> _JOB A_: Count the lines in the rows below that contain the string "foliage", treating case as significant. Reply with the number only.

> _EXTRACT TO READ_:
Radioactive follows the partnership of Marie Curie and Pierre Curie as they discover radium and polonium. The story expands to display the future usage of their elements and continues to follow the Curies to their close. Scribe Jack Thorne penned the screenplay based on the book by Lauren Redniss. Thorne has had mixed results in the past with duds like The Aeronauts and successes like Wonder. Radioactive leans more toward the Wonder side of things, but that doesn’t mean he doesn’t have numerous issues with his storytelling. Apart from the distracting transitions to the future after an hour in, we suddenly pick up the pace and jump around constantly to get to the ending quicker – making the last 50 minutes unremarkable.
ACTING | CHARACTERS | DIALOGUE:
From the very beginning I fell in love with the arrogant nature of Rosamund Pike’s portrayal of Marie Curie and her erratic relationship with Sam Riley’s Pierre Curie. Their chemistry was electric and struck me instantaneously. Unaware of how their true story played out, I was shocked by the events that took place during their lives. In fact, I only knew them prior from references made throughout pop culture over the years (ex. The Simpsons). When Pike and Riley shared the screen, the film was a wonderful dynamic of two actors playing amongst one another, and when that came to a close, things slowly started to spiral. None of the other actors had a similar connection to Pike and it makes the film weaker for it. Without our leads, the supporting cast, including a small supporting effort by Anya Taylor-Joy, offer very little to help the story move forward and their performances unfortunately fly under the radar when placed against Pike and Riley.
VISUAL EFFECTS | MAKEUP | DESIGN:
"...a delightfully captivating historical journey..."
The visuals of Radioactive are the hardest thing to speak of as individually the visuals are fantastic and capture what the filmmaker clearly wanted portrayed. However, pieced together as they are, they make visually no cohesive sense. There’s a true artistic touch to every dream/nightmare sequence Marie Curie suffers through, and it’s easy to appreciate them on their own, yet intertwined with the main story, the intentions of including them are questionable. During scenes showing the visual description of their scientific conversations the CGI used is prominently artificial. The setting crafted for the film really drew you into the situations taking place and when the film decided to change course suddenly, the different visuals threw a curveball the viewer’s way. The costume design was just as bleak as the purposely grim setting, and it fit wonderfully with the tone of the film.
Radioactive (2020) | PRIME VIDEO
MUSIC | SCORE | SOUND DESIGN:
Composers Evgueni Galperine & Sacha Galperine bring a somber distinction to the film with their score. The two composers have worked prominently together prior to Radioactive, most commonly with arthouse style pictures. The score presented is subtle when it wants to be, taunting the viewer, while at other times intense and distinguished. The tone set by the musical decisions kept me enthralled with the film even when the story started to collapse.
While I did have a few issues with the film overall, Marianne Satrapi's Radioactive is a delightfully captivating historical journey through the romantic and scientific relationships of the Curies.

(Object pointing dataset rows)

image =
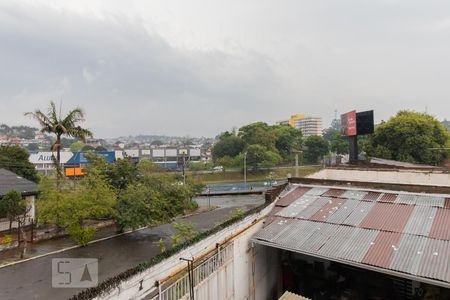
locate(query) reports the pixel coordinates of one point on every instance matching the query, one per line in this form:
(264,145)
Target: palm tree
(56,124)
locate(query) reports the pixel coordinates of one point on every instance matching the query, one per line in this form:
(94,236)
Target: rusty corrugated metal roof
(388,197)
(402,232)
(333,193)
(291,296)
(441,225)
(386,216)
(292,196)
(372,196)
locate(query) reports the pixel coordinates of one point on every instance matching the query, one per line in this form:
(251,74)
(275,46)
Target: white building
(309,126)
(43,161)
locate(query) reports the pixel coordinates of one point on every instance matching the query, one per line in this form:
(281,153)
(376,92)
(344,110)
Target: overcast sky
(201,67)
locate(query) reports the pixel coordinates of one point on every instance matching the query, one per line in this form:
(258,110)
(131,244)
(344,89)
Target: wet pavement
(32,279)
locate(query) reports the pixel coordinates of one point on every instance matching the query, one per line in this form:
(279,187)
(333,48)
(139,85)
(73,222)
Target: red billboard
(348,123)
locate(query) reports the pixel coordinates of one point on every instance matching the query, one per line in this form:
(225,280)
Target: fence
(182,287)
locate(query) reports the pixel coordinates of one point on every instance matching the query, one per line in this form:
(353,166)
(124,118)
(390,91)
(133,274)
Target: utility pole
(245,169)
(184,173)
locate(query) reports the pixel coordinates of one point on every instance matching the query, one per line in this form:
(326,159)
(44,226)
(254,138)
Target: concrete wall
(253,274)
(395,176)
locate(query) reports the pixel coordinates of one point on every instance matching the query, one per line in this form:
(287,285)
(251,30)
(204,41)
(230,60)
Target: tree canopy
(316,148)
(266,145)
(411,137)
(59,125)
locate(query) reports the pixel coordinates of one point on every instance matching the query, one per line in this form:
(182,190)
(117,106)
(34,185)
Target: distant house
(29,190)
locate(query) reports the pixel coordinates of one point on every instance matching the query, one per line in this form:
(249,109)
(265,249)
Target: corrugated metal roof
(421,220)
(334,193)
(435,261)
(317,191)
(382,249)
(342,213)
(291,296)
(447,203)
(358,213)
(328,209)
(372,196)
(409,254)
(420,200)
(441,225)
(297,206)
(388,197)
(355,247)
(386,216)
(403,232)
(352,194)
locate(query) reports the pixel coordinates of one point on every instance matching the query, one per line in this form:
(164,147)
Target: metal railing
(180,288)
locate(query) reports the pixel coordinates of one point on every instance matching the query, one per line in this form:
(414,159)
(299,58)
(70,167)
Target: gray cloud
(263,61)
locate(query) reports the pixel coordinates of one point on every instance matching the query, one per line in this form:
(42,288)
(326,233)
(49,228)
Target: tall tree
(410,136)
(258,133)
(317,147)
(227,146)
(287,139)
(15,159)
(55,123)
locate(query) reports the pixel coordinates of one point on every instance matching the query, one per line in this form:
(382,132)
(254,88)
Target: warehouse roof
(11,181)
(404,233)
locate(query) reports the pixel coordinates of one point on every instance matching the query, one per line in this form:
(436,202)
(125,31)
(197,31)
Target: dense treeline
(411,137)
(134,195)
(263,145)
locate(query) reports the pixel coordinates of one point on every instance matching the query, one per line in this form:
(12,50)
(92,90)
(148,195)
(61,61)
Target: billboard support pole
(353,144)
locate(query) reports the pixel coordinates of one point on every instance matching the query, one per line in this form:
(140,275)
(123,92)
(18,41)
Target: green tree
(411,137)
(258,156)
(153,199)
(183,233)
(16,208)
(76,146)
(316,148)
(54,123)
(227,146)
(69,207)
(15,159)
(287,139)
(330,133)
(123,172)
(258,133)
(33,147)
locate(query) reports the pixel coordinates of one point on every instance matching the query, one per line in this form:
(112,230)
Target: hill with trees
(411,137)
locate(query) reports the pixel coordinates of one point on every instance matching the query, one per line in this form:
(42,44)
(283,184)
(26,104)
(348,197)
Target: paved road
(32,279)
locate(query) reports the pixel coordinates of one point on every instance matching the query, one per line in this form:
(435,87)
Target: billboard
(353,123)
(348,123)
(364,122)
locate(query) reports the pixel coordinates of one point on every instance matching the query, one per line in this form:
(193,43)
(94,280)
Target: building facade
(310,126)
(43,161)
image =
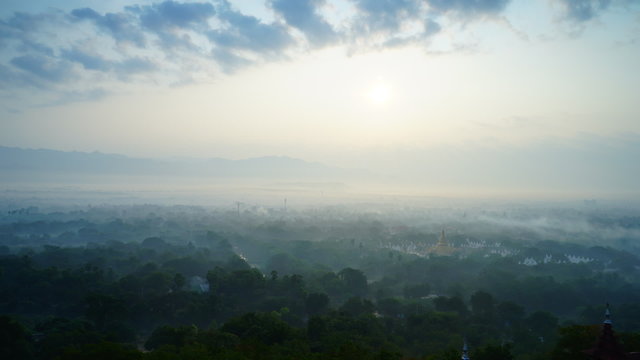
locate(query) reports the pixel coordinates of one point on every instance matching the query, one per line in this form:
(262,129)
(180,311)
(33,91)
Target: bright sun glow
(380,94)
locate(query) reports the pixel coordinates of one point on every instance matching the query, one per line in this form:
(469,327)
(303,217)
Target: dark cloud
(245,32)
(135,65)
(164,19)
(303,15)
(386,15)
(228,61)
(584,10)
(122,26)
(45,68)
(88,61)
(172,14)
(469,7)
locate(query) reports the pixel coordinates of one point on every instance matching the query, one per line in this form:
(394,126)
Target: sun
(379,94)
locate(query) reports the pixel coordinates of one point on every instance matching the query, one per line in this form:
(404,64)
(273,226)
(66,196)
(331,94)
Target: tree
(316,303)
(354,281)
(493,352)
(482,304)
(13,340)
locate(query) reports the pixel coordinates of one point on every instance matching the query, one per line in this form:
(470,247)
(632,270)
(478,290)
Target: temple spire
(465,351)
(607,315)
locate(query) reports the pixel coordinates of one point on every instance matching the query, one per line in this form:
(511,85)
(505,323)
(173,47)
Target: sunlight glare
(380,94)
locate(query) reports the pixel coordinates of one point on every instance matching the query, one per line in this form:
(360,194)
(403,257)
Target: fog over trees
(365,280)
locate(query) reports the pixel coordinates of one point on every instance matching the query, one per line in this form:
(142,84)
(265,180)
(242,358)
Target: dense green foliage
(129,283)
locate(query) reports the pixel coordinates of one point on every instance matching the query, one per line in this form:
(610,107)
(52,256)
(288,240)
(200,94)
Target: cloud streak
(166,38)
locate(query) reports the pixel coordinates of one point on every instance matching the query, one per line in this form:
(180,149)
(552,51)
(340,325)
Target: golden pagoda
(443,248)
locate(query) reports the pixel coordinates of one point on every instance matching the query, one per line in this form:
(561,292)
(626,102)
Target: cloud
(245,32)
(303,15)
(135,65)
(45,68)
(584,10)
(122,26)
(471,8)
(88,61)
(387,15)
(171,14)
(128,66)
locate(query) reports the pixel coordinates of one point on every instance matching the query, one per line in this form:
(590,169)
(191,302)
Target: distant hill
(96,163)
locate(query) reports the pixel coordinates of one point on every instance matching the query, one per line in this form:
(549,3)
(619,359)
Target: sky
(499,93)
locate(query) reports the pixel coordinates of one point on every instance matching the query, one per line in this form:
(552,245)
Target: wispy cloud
(165,39)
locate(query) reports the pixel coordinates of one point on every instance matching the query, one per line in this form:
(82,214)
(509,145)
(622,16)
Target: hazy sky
(368,83)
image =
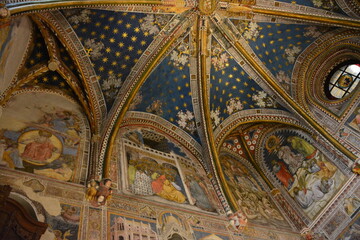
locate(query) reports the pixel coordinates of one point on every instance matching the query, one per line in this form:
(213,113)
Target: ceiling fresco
(114,41)
(189,104)
(167,92)
(329,5)
(38,53)
(278,45)
(232,89)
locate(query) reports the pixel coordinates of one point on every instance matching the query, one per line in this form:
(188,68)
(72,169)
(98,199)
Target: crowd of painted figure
(304,171)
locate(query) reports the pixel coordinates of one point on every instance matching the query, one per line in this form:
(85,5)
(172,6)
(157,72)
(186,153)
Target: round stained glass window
(343,81)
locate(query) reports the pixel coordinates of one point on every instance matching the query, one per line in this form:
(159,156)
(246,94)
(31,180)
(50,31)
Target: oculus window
(343,81)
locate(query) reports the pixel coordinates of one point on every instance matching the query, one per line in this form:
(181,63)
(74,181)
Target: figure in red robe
(283,174)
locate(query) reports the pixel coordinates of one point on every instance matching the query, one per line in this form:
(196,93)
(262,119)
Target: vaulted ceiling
(211,75)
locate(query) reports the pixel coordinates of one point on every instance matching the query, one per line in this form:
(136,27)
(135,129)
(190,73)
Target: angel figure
(92,189)
(103,193)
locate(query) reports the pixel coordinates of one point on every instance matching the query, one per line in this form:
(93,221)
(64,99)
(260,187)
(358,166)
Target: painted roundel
(343,81)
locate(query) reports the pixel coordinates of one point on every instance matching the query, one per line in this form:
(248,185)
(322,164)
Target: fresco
(351,205)
(209,236)
(232,89)
(173,227)
(306,173)
(354,120)
(251,197)
(122,228)
(40,137)
(351,232)
(152,173)
(66,225)
(12,52)
(114,42)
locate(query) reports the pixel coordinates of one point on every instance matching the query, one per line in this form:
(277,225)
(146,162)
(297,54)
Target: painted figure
(104,192)
(41,149)
(92,190)
(304,197)
(142,181)
(293,160)
(169,191)
(302,146)
(282,173)
(198,193)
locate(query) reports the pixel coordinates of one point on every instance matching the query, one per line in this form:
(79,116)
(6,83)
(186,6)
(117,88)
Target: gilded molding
(292,103)
(332,20)
(66,35)
(153,60)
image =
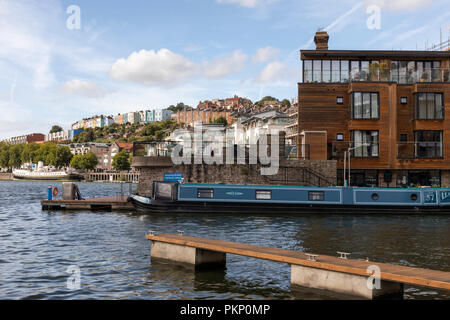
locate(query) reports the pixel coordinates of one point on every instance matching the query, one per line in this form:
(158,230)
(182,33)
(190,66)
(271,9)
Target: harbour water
(110,250)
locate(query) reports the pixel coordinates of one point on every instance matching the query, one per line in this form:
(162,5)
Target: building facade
(25,139)
(389,109)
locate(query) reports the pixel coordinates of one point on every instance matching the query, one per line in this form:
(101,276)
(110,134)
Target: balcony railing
(419,150)
(379,75)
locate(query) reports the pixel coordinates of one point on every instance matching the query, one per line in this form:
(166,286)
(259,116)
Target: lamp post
(348,183)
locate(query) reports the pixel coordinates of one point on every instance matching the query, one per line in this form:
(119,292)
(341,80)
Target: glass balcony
(378,75)
(419,150)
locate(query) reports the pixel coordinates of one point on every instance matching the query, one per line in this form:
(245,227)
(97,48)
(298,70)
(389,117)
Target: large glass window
(402,72)
(365,143)
(326,71)
(394,71)
(354,72)
(429,106)
(317,70)
(307,74)
(436,72)
(366,105)
(429,144)
(345,71)
(335,71)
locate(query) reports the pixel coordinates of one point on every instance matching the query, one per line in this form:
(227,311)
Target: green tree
(121,161)
(15,156)
(29,152)
(55,129)
(286,103)
(221,120)
(46,154)
(4,156)
(84,162)
(63,156)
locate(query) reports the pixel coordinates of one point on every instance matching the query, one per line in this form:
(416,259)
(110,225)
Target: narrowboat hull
(248,208)
(200,198)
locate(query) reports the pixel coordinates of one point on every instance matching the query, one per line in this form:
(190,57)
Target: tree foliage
(55,129)
(49,153)
(286,103)
(121,161)
(84,161)
(221,120)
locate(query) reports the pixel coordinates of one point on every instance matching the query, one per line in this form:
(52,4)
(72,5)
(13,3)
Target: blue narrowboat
(180,197)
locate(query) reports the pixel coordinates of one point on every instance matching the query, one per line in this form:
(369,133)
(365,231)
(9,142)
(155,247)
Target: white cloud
(266,54)
(163,67)
(221,67)
(22,43)
(400,5)
(272,72)
(85,88)
(244,3)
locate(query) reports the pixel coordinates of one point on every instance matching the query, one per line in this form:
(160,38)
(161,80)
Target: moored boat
(45,173)
(179,197)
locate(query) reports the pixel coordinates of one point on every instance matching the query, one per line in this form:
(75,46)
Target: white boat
(39,172)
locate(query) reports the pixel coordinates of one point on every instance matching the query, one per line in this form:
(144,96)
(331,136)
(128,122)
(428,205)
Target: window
(430,106)
(344,71)
(317,71)
(365,105)
(335,71)
(331,71)
(365,144)
(326,71)
(316,196)
(307,71)
(205,193)
(264,195)
(429,144)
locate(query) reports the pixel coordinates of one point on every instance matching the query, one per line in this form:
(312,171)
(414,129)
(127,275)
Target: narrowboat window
(307,76)
(316,196)
(264,195)
(205,193)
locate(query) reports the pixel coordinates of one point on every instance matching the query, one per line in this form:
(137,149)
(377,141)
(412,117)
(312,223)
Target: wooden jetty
(117,203)
(360,278)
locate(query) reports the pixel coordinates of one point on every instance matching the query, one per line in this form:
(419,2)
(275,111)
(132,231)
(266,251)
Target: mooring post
(198,259)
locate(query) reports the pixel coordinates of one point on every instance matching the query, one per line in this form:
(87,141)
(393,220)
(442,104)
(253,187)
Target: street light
(348,183)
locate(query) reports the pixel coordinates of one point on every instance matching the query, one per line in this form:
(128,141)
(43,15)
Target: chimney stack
(321,40)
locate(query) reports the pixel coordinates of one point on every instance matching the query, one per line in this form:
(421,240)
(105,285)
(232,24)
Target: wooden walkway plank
(390,272)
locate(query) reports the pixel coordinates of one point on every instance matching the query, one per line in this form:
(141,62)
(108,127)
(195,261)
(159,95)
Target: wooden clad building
(389,109)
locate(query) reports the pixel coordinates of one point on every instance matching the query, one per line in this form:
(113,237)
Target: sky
(58,66)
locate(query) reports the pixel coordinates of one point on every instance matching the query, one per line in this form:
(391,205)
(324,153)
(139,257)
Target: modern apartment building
(390,110)
(29,138)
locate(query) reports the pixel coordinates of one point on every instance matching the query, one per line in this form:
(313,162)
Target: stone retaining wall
(6,176)
(290,173)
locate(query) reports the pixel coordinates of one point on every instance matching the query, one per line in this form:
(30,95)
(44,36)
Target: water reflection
(114,257)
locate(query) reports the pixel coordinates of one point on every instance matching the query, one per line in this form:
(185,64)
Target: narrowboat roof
(302,187)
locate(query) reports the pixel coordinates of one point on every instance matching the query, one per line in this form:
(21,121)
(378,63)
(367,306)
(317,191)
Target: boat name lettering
(234,194)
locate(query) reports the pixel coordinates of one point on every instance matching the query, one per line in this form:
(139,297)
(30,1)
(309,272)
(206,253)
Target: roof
(267,115)
(375,54)
(125,145)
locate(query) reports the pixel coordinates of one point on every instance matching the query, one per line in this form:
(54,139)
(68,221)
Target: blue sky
(136,54)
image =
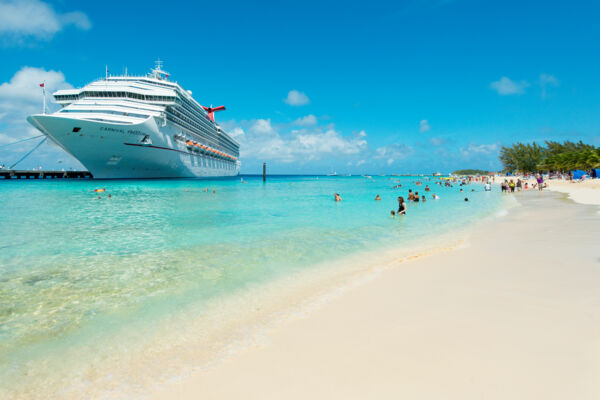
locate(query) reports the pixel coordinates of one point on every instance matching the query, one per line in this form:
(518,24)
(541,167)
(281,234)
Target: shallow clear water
(75,268)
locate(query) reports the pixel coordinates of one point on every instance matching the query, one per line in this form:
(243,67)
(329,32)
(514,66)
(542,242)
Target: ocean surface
(101,296)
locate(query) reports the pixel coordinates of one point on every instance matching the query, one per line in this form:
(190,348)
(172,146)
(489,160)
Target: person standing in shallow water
(401,206)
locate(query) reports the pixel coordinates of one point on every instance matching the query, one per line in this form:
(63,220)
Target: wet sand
(512,315)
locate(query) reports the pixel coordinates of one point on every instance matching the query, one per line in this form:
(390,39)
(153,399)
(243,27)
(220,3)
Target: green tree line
(553,156)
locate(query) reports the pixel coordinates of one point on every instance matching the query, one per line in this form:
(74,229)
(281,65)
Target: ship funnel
(212,110)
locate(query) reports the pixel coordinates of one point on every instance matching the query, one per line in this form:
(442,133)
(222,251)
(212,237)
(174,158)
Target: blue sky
(315,87)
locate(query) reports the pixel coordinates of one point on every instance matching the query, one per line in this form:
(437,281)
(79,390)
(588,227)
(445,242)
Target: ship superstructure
(140,127)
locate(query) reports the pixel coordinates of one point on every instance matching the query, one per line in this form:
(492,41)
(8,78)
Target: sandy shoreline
(583,192)
(514,315)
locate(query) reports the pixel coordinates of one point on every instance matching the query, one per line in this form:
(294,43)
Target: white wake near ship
(140,127)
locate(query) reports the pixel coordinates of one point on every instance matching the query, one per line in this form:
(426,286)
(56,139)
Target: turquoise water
(77,266)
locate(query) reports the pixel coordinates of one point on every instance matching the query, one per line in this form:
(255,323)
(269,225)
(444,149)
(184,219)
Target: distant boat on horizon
(140,127)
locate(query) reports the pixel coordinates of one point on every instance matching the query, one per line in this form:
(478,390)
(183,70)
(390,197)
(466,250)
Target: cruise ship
(140,127)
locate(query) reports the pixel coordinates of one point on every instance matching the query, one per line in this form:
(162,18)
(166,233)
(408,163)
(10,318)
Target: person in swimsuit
(401,206)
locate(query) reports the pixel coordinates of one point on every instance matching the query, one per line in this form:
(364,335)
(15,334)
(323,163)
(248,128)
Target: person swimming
(401,206)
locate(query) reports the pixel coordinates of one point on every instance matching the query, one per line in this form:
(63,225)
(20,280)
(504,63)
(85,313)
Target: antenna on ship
(210,111)
(43,86)
(158,71)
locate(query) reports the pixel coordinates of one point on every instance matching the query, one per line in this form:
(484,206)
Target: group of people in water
(413,197)
(510,186)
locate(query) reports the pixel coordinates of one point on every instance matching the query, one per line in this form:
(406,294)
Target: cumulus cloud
(505,86)
(475,149)
(393,152)
(34,18)
(22,96)
(262,140)
(296,98)
(306,121)
(547,80)
(437,141)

> _JOB B_: According to the film review, who wrote the screenplay for Radioactive?

> _TASK OUTPUT A_: 2

> _TASK OUTPUT B_: Jack Thorne.